Natural language region descriptions:
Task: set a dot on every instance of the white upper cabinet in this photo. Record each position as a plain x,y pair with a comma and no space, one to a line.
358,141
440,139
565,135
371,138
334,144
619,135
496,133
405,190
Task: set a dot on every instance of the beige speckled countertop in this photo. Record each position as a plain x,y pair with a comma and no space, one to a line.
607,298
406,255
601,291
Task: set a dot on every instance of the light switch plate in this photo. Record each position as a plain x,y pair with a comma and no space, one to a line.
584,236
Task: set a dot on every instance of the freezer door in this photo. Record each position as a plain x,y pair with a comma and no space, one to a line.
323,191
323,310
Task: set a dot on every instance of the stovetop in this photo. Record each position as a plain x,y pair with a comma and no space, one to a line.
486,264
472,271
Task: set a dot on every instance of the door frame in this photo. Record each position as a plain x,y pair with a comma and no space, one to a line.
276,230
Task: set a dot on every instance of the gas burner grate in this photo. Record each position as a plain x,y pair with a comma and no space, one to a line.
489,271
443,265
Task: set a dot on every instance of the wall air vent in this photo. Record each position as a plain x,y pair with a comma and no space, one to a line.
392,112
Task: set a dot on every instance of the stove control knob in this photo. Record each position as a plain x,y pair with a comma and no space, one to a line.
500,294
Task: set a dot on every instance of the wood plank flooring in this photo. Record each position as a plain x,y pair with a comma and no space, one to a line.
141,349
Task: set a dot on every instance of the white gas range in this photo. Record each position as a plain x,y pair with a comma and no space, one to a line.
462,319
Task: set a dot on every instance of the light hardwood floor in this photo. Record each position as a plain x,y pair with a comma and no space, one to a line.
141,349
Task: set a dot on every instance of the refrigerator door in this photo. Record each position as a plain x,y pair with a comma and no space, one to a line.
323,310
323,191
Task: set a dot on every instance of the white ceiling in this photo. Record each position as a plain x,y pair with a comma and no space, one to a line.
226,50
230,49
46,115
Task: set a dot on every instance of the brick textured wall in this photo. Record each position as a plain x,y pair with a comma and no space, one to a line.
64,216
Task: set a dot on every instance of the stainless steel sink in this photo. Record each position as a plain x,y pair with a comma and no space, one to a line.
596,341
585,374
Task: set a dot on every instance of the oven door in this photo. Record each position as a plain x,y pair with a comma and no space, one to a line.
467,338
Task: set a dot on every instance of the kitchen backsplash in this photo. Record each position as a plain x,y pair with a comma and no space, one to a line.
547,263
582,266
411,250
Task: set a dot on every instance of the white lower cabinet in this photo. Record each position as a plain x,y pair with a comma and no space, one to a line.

TASK DETAILS:
Exact retyping of every entry is required.

YOUR RESPONSE:
Task: set a dot on every instance of the white upper cabinet in this photo. Record each position as a plain x,y pair with a comma and no space, one to a line.
358,141
440,139
565,135
371,138
334,144
619,135
496,133
405,190
Task: set a dot on every instance of the beige speckled countertop in this photo. Record each position as a plain x,y pair with a comma and no space, one to a line.
607,298
406,255
601,291
Task: set a dot on every instance of the light switch plate in this photo. Record each position as a plain x,y pair with a comma and no space, one to a line.
584,236
Task: set a dot on every instance of the freezer door in this photo. Record each position as a plain x,y pair with a comma and no space, one to a line.
323,191
323,310
Task: set a dot on every instance of the stovetop in this photo. Record each position as a plain x,y pair with a comma and no space, one to a line.
486,264
472,271
Task: set a dot on every instance of the door frame in this photo. Record each position as a plain x,y pair with a comma and no space, one to a line.
276,230
Task: set a dot on every instance of the gas burner grate in this photo. Record each position as a plain x,y pair with a comma and no space, one to a line.
489,271
443,265
Task: set a dot on every instance of the wall air vent in this photo. Record each position as a plain x,y pair with a comma and no space, one to a line.
392,112
Task: set a dot on every instance of the stove control knob in this photo. Record each position as a plain x,y pair with a comma and no space, one to a line.
500,294
Task: set a dot on every instance of the wood plank flooring in this photo. Record each position as a plain x,y pair with a comma and no space, one to a line.
141,349
Task: set a dot on every instance of the white gas range in this photo. Record each position as a plain x,y pair with a comma and no space, one to a line.
462,319
Task: set a dot on every instance of the light hardwood floor in this photo. Record each position as a plain x,y pair with a comma and no space, one to a line.
141,349
Task: set a dot on every instance of the refrigerator door in this photo. Record each position as a plain x,y pair with a comma and no space, one to a line.
323,310
323,191
Task: set a dot on every instance of the white ceiling in this photo. Record each position as a plain x,y pair with a comma and no space, one to a line.
226,50
230,49
46,115
Task: set a dot on every instance of the brick textured wall in this photo. Record each position as a plain x,y pair with a comma and no space, one to a line.
64,216
Task: set a dot on every instance of the stainless steel sink in this photo. Record each position as a plain x,y pair with a comma and no space, one to a line.
596,341
585,374
Task: set a dot on every instance of the oven door in this photo. Record each position as a plain x,y pair with a comma and no space, one to a line.
467,338
Task: set a dot on every instance of the kitchen backsplash in this photo. Record each position as a plain x,y pair with a comma and no space, one to a line.
547,263
582,266
411,250
Task: set a dot on every instance of the white lower cabinet in this photo. Record each position as a plain x,y pair with a comma and no space, one to a line.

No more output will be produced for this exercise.